* [Task description]
Return all of the records below verbatim.

* [Records from a collection]
◇ ◇ ◇ ◇
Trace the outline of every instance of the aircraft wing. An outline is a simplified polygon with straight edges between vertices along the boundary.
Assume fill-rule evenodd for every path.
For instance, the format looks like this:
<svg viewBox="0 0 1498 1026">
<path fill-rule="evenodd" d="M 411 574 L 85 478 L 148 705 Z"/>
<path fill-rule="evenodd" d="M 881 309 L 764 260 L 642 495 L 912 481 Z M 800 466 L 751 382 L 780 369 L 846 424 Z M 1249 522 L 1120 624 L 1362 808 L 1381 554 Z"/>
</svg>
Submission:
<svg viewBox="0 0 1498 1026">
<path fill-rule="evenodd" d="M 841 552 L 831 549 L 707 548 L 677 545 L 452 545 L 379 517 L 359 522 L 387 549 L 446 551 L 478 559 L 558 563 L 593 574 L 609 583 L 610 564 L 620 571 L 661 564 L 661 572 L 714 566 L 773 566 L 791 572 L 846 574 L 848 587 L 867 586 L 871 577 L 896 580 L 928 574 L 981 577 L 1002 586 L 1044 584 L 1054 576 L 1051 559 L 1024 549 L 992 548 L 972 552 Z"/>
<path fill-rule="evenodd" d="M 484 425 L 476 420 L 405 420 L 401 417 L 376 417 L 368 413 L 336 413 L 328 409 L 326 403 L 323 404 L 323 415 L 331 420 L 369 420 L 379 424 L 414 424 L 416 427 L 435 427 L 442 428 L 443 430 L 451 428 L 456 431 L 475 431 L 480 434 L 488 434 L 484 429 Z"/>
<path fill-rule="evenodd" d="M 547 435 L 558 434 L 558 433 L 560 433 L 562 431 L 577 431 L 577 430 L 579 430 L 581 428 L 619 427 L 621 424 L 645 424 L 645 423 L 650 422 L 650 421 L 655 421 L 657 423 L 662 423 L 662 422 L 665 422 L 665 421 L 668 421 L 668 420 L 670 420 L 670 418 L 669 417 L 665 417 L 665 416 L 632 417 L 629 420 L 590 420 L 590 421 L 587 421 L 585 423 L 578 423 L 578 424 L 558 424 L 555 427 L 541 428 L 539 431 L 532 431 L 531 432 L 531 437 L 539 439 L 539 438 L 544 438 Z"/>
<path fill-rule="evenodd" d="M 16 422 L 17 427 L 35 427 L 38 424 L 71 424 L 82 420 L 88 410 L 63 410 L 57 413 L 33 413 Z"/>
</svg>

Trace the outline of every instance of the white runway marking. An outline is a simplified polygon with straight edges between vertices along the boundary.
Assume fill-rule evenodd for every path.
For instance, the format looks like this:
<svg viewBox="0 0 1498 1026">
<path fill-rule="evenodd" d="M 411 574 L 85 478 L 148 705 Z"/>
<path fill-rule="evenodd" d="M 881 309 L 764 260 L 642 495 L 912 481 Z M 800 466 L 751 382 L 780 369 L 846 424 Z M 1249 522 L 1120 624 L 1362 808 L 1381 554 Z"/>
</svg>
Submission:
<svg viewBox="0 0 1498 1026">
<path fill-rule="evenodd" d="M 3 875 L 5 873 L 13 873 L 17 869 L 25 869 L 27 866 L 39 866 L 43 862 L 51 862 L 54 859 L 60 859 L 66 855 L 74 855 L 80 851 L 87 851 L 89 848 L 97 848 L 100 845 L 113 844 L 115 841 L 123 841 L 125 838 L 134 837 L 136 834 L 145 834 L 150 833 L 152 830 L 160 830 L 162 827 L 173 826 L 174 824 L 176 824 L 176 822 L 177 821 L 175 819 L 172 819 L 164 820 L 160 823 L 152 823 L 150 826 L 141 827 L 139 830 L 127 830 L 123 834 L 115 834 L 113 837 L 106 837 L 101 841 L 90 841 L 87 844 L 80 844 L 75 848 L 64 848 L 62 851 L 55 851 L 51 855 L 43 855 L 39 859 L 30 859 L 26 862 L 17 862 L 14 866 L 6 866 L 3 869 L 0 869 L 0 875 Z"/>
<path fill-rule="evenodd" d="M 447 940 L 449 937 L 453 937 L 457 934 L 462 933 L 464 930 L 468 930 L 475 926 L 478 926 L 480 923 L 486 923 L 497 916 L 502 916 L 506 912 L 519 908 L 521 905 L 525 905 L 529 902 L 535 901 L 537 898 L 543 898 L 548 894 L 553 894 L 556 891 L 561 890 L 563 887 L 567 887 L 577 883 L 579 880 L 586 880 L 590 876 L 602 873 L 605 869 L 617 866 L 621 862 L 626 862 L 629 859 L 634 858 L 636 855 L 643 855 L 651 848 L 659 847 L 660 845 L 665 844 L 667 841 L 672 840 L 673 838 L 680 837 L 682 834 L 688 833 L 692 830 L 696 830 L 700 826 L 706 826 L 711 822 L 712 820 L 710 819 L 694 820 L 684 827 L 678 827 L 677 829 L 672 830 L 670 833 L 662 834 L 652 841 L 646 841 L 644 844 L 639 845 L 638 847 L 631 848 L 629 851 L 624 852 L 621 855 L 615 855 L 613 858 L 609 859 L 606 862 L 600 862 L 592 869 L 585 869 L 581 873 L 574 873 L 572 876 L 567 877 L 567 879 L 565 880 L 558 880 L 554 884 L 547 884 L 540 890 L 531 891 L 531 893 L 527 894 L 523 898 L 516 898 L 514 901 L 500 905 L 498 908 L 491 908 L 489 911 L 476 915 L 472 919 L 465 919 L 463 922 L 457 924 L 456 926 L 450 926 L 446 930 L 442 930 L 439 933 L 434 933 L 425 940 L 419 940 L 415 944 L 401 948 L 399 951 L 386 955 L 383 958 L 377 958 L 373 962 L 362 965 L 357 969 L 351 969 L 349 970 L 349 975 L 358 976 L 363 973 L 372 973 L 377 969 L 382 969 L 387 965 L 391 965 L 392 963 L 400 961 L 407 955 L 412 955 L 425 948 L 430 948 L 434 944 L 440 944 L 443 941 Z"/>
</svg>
◇ ◇ ◇ ◇
* [Exercise result]
Trace the outline of every instance of the aircraft wing. An outline is a simplified polygon with straight edges between vertices along the boundary.
Assume fill-rule evenodd for every path.
For instance, the format looks like this:
<svg viewBox="0 0 1498 1026">
<path fill-rule="evenodd" d="M 411 574 L 85 478 L 148 705 Z"/>
<path fill-rule="evenodd" d="M 881 309 L 764 260 L 642 495 L 912 481 Z M 800 466 L 751 382 L 780 369 L 846 424 Z M 1249 522 L 1120 624 L 1362 808 L 1381 554 Z"/>
</svg>
Submission:
<svg viewBox="0 0 1498 1026">
<path fill-rule="evenodd" d="M 841 552 L 831 549 L 707 548 L 677 545 L 452 545 L 379 517 L 359 522 L 387 549 L 446 551 L 478 559 L 558 563 L 593 574 L 609 583 L 610 564 L 620 571 L 661 564 L 661 572 L 714 566 L 773 566 L 791 572 L 846 574 L 848 587 L 867 586 L 871 577 L 896 580 L 928 574 L 981 577 L 1002 586 L 1044 584 L 1054 576 L 1051 559 L 1024 549 L 992 548 L 972 552 Z"/>
<path fill-rule="evenodd" d="M 484 425 L 476 420 L 405 420 L 401 417 L 376 417 L 368 413 L 336 413 L 328 409 L 326 403 L 323 404 L 323 415 L 331 420 L 369 420 L 379 424 L 414 424 L 416 427 L 435 427 L 442 428 L 443 430 L 451 428 L 456 431 L 475 431 L 480 434 L 488 434 L 484 429 Z"/>
<path fill-rule="evenodd" d="M 547 435 L 558 434 L 558 433 L 560 433 L 562 431 L 577 431 L 577 430 L 579 430 L 581 428 L 619 427 L 621 424 L 645 424 L 645 423 L 650 422 L 650 421 L 655 421 L 657 423 L 662 423 L 662 422 L 665 422 L 665 421 L 668 421 L 668 420 L 670 420 L 670 418 L 669 417 L 665 417 L 665 416 L 632 417 L 629 420 L 590 420 L 590 421 L 587 421 L 585 423 L 578 423 L 578 424 L 558 424 L 555 427 L 541 428 L 539 431 L 532 431 L 531 432 L 531 437 L 539 439 L 539 438 L 544 438 Z"/>
<path fill-rule="evenodd" d="M 16 422 L 17 427 L 35 427 L 38 424 L 71 424 L 82 420 L 88 410 L 63 410 L 57 413 L 33 413 Z"/>
</svg>

Trace the outline of every instance of the white runway marking. An outline is a simplified polygon with straight edges between vertices along the boundary.
Assume fill-rule evenodd for every path.
For instance, the format looks like this:
<svg viewBox="0 0 1498 1026">
<path fill-rule="evenodd" d="M 411 574 L 85 478 L 148 705 Z"/>
<path fill-rule="evenodd" d="M 881 309 L 764 260 L 642 495 L 912 481 Z M 800 466 L 751 382 L 780 369 L 846 424 Z M 1249 522 L 1120 624 L 1362 808 L 1381 554 Z"/>
</svg>
Submission:
<svg viewBox="0 0 1498 1026">
<path fill-rule="evenodd" d="M 3 875 L 5 873 L 13 873 L 17 869 L 25 869 L 27 866 L 39 866 L 43 862 L 51 862 L 54 859 L 60 859 L 66 855 L 74 855 L 80 851 L 87 851 L 89 848 L 97 848 L 100 845 L 113 844 L 115 841 L 123 841 L 125 838 L 134 837 L 136 834 L 145 834 L 150 833 L 152 830 L 160 830 L 162 827 L 173 826 L 174 824 L 176 824 L 176 822 L 177 821 L 175 819 L 172 819 L 164 820 L 160 823 L 152 823 L 150 826 L 141 827 L 139 830 L 127 830 L 123 834 L 115 834 L 113 837 L 106 837 L 101 841 L 90 841 L 87 844 L 80 844 L 75 848 L 64 848 L 62 851 L 55 851 L 51 855 L 43 855 L 39 859 L 30 859 L 26 862 L 17 862 L 14 866 L 6 866 L 3 869 L 0 869 L 0 875 Z"/>
<path fill-rule="evenodd" d="M 447 940 L 449 937 L 453 937 L 457 934 L 462 933 L 464 930 L 468 930 L 475 926 L 478 926 L 480 923 L 486 923 L 497 916 L 502 916 L 506 912 L 519 908 L 521 905 L 525 905 L 529 902 L 535 901 L 537 898 L 543 898 L 548 894 L 553 894 L 556 891 L 561 890 L 563 887 L 567 887 L 577 883 L 579 880 L 586 880 L 590 876 L 602 873 L 605 869 L 617 866 L 621 862 L 626 862 L 629 859 L 634 858 L 636 855 L 643 855 L 651 848 L 659 847 L 660 845 L 665 844 L 667 841 L 672 840 L 673 838 L 680 837 L 682 834 L 688 833 L 692 830 L 696 830 L 700 826 L 706 826 L 711 822 L 712 820 L 710 819 L 694 820 L 684 827 L 678 827 L 677 829 L 672 830 L 670 833 L 662 834 L 652 841 L 646 841 L 644 844 L 639 845 L 638 847 L 631 848 L 629 851 L 624 852 L 621 855 L 615 855 L 613 858 L 609 859 L 606 862 L 600 862 L 592 869 L 585 869 L 581 873 L 574 873 L 572 876 L 567 877 L 567 879 L 565 880 L 558 880 L 554 884 L 547 884 L 540 890 L 531 891 L 531 893 L 527 894 L 523 898 L 516 898 L 514 901 L 500 905 L 498 908 L 491 908 L 489 911 L 476 915 L 472 919 L 465 919 L 463 922 L 457 924 L 456 926 L 450 926 L 446 930 L 442 930 L 439 933 L 434 933 L 425 940 L 419 940 L 415 944 L 401 948 L 399 951 L 386 955 L 383 958 L 377 958 L 373 962 L 362 965 L 357 969 L 351 969 L 349 970 L 349 975 L 358 976 L 363 973 L 372 973 L 377 969 L 382 969 L 387 965 L 391 965 L 392 963 L 400 961 L 407 955 L 412 955 L 425 948 L 430 948 L 434 944 L 440 944 L 443 941 Z"/>
</svg>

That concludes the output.